Verilen metin:
▽
Sezgin Ağabey merhaba, misafirimiz olmayı kabul ettiğin için çok teşekkür ederiz. Önce seni tanıyarak başlamak isterim. Sezgin Kaymaz kimdir? Günlük hayatında neler yapar?

Ben de edebiyata kapı açtığınız için size teşekkür ederim. Çok güzel bir iş yapıyorsunuz, elinize sağlık. Dilerim hep yapar, edebiyat severleri kitaplarla, yazarlarla buluşturmaya hep devam edersiniz.

Kim olduğuma gelirsek… Okul okumayla sıkıntısı olmadığı hâlde, hentbol antrenörlüğü ve onun iş yoğunluğu otomatikman sıkıntı yarattığı için sırasıyla Ankara Üniversitesi Hukuk Fakültesini birinci sınıftan, Ankara 19 Mayıs Spor Akademisini yine birinci sınıftan, Hacettepe Üniversitesi İngiliz Dilbilimini son sınıftan -ki sadece bu okulu Türkçe’den kaldığımı söyledikleri için sinirlenip bıraktım- ve tekrardan Ankara Üniversitesi Hukuk Fakültesi’ni bu defa üçüncü sınıftan terk etmiş bir adamım. 32 yıl kulüp ve milli takım seviyesinde hentbol antrenörlüğü yaptım. Ama otuz ikinci yılımda onu da terk edip voleybola geçtim ve altı buçuk yıl Türkiye Voleybol Federasyonunda İcra Kurulu Koordinatörü olarak görev aldım. Sonra -tabii ki- onu da terk ettim. Ayran gönüllü biri değilim, bu terk edişlerle övünmüyorum, ama şöyle düşünüyorum: Yaptığın işi ya tam yap, ya hiç yapma! Ben, hentbol antrenörlüğüm sırasında “Okulu mu tam okusam, antrenörlüğü mü tam yapsam?” çatalında antrenörlük sapağına sapmışım, cürmüm bundan ibaret. Bu yüzden, bu kadar terke rağmen, önüne geleni terk eden, bundan çarçabuk sıkılıp şuna gönül indiren, şundan da tezcek soğuyup ona yeşillenen adam olarak görmüyorum kendimi. Esasında sevdim mi tam sevmemle, güvendim mi sonuna kadar güvenmemle bilinirim; sevdiklerimi, güvendiklerimi asla terk etmem.
△
Listelenen satırlar:
▽
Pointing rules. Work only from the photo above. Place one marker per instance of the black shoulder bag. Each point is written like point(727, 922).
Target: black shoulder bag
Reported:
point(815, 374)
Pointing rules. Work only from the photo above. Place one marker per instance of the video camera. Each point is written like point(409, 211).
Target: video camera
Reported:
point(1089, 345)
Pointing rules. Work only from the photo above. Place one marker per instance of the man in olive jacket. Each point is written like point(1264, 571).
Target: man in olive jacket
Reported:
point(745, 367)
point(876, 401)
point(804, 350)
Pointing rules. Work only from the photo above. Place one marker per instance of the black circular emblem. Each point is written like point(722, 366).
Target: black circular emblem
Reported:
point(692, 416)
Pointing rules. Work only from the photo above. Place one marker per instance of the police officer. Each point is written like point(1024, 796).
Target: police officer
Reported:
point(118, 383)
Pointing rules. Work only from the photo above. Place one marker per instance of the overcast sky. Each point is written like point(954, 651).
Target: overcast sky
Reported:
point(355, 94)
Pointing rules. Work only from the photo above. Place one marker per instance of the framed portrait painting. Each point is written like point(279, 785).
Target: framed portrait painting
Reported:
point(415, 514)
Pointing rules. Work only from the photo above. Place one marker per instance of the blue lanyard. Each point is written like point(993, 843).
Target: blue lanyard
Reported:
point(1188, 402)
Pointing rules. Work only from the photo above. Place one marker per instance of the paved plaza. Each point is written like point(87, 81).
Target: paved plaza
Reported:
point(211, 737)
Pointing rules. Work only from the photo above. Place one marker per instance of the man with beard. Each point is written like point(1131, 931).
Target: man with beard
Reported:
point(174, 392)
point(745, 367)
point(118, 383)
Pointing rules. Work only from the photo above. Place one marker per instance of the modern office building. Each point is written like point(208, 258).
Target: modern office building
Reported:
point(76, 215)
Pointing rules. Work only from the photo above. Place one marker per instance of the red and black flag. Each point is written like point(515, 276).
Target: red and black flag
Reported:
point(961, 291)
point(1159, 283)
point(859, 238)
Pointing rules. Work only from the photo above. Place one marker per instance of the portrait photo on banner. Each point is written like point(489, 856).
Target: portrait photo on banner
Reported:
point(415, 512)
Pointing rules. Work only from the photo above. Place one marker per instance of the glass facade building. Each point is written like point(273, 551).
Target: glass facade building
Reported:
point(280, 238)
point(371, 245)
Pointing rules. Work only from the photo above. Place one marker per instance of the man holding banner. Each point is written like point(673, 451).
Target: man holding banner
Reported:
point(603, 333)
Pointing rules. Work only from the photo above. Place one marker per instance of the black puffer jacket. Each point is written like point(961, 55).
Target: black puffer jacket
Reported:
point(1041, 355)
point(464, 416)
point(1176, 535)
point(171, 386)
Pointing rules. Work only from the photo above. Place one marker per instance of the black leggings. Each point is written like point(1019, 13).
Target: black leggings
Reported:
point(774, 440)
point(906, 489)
△
▽
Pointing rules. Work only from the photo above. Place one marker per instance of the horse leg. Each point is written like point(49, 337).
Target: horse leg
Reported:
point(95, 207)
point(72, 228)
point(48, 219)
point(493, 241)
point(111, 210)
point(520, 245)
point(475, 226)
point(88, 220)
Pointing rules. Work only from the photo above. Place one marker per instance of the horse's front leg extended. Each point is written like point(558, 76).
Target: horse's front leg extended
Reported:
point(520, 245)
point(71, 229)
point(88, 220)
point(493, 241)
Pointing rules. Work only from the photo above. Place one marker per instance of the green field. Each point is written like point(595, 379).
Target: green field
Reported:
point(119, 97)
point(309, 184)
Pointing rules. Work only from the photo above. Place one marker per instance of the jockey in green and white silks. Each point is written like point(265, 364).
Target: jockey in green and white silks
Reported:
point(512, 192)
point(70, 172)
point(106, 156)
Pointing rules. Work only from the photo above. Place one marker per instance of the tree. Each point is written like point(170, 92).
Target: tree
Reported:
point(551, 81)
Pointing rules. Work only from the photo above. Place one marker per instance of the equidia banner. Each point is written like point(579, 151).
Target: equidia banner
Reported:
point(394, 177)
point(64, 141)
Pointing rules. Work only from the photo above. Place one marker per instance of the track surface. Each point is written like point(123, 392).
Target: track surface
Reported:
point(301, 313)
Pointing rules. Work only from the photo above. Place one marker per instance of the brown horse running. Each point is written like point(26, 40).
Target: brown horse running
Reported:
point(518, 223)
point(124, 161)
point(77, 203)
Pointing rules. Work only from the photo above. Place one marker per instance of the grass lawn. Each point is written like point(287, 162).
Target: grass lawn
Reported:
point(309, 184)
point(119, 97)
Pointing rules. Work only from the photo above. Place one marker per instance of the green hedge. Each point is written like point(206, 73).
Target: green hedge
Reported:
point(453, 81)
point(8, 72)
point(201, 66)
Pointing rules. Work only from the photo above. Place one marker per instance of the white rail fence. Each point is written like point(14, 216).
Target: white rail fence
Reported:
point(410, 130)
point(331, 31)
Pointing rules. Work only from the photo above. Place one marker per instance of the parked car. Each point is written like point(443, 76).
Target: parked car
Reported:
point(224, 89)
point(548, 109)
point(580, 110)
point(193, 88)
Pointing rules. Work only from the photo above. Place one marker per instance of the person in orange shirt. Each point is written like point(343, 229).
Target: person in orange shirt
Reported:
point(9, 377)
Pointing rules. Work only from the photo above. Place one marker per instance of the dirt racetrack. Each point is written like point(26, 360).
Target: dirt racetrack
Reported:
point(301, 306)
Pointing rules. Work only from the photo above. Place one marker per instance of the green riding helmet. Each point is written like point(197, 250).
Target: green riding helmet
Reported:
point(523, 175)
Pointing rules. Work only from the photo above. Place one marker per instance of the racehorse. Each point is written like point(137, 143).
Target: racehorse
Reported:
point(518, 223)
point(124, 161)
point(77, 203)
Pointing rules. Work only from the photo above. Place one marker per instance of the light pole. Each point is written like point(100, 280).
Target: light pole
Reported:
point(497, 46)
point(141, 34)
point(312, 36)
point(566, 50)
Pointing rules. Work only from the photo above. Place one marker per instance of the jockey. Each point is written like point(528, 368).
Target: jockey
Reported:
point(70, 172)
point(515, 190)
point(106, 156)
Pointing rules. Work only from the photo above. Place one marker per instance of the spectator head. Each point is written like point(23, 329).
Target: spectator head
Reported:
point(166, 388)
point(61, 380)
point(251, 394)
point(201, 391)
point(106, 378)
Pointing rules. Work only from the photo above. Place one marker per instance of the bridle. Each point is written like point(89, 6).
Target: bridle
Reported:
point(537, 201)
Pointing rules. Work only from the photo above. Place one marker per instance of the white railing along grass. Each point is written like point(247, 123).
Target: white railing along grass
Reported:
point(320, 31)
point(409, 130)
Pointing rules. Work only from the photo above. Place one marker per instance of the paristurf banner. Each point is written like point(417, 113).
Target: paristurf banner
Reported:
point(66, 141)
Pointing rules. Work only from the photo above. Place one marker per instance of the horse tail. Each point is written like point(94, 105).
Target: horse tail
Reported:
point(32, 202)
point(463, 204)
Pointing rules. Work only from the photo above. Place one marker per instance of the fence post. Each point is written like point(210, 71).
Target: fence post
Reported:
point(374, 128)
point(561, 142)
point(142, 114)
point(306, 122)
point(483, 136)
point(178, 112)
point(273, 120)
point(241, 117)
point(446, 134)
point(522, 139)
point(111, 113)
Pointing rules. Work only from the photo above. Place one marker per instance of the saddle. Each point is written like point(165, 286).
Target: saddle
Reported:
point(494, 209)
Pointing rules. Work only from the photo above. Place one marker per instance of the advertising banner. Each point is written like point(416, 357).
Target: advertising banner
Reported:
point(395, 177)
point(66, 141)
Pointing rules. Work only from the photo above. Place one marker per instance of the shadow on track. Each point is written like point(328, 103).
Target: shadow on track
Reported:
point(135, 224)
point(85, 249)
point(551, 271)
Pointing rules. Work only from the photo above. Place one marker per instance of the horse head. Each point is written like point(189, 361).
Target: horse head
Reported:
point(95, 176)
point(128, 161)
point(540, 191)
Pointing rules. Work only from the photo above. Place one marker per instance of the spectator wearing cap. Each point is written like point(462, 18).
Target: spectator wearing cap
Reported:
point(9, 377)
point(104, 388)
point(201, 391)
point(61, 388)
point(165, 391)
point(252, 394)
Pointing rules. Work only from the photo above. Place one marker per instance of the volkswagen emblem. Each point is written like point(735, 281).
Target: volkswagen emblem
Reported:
△
Hedefiniz: Sezgin Kaymaz ile yapılan söyleşinin devamını, son cümleden sonra gelecek biçimde yazın. Satırların bu işte hiçbir rolü yoktur.

Nihai yanıt:
Misâl, eşim Hülya.

Misâl, kırk yıllık, elli yıllık dostlarım.

Misâl, evde bizimle beraber yaşayan, dört köpek, on kediden mürekkep toplam on dört baş evlâd-ı hayvanat. Bunları ölsem terk etmem.

Sorunun devamında “Bu adam günlük hayatında neler yapar?” demişsin. Kısaltarak anlatmaya çalışayım:

Yazıyorum. Canım ne zaman isterse o zaman, ne kadar isterse o kadar, nasıl isterse öyle. Ne televizyonun kulağımın dibinde bangırdaması engel oluyor bana, ne tepeme çıkıp çıkıp inen kediler, ne zırt pırt çişi gelip bahçeye çıkmak isteyen köpekler. O işleri de hâllediyorum, bu işi de.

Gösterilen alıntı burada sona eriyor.